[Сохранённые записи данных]
• • • • • • •

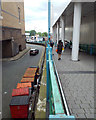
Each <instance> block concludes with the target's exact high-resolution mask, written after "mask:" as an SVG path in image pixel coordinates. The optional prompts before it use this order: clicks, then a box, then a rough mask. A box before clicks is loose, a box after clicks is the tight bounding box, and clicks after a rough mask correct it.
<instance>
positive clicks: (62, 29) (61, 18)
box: [61, 16, 65, 46]
mask: <svg viewBox="0 0 96 120" xmlns="http://www.w3.org/2000/svg"><path fill="white" fill-rule="evenodd" d="M61 23H62V32H61V38H62V42H63V45H64V46H65V44H64V39H65V26H64V18H63V16H61Z"/></svg>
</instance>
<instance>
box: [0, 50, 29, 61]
mask: <svg viewBox="0 0 96 120" xmlns="http://www.w3.org/2000/svg"><path fill="white" fill-rule="evenodd" d="M29 50H30V48H26V49H25V50H23V51H22V52H20V53H19V54H17V55H16V56H14V57H11V58H4V59H2V61H15V60H18V59H20V58H21V57H22V56H24V55H25V54H26V53H27V52H28V51H29ZM0 61H1V60H0Z"/></svg>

• • • • • • •

(Задание): Преобразуйте весь материал выше в JSON-список строк, где каждой строке материала соответствует одна строка списка, а пустые строки пропущены. Картинки в ответ не включайте.

(Ваше решение):
[
  "Each <instance> block concludes with the target's exact high-resolution mask, written after \"mask:\" as an SVG path in image pixel coordinates. The optional prompts before it use this order: clicks, then a box, then a rough mask. A box before clicks is loose, a box after clicks is the tight bounding box, and clicks after a rough mask correct it.",
  "<instance>",
  "positive clicks: (62, 29) (61, 18)",
  "box: [61, 16, 65, 46]",
  "mask: <svg viewBox=\"0 0 96 120\" xmlns=\"http://www.w3.org/2000/svg\"><path fill=\"white\" fill-rule=\"evenodd\" d=\"M61 23H62V32H61V38H62V42H63V45H64V46H65V44H64V39H65V26H64V18H63V16H61Z\"/></svg>",
  "</instance>",
  "<instance>",
  "box: [0, 50, 29, 61]",
  "mask: <svg viewBox=\"0 0 96 120\" xmlns=\"http://www.w3.org/2000/svg\"><path fill=\"white\" fill-rule=\"evenodd\" d=\"M29 50H30V48H26V49H25V50H23V51H22V52H20V53H19V54H17V55H16V56H14V57H11V58H4V59H2V61H15V60H18V59H20V58H21V57H22V56H24V55H25V54H26V53H27V52H28V51H29ZM0 61H1V60H0Z\"/></svg>"
]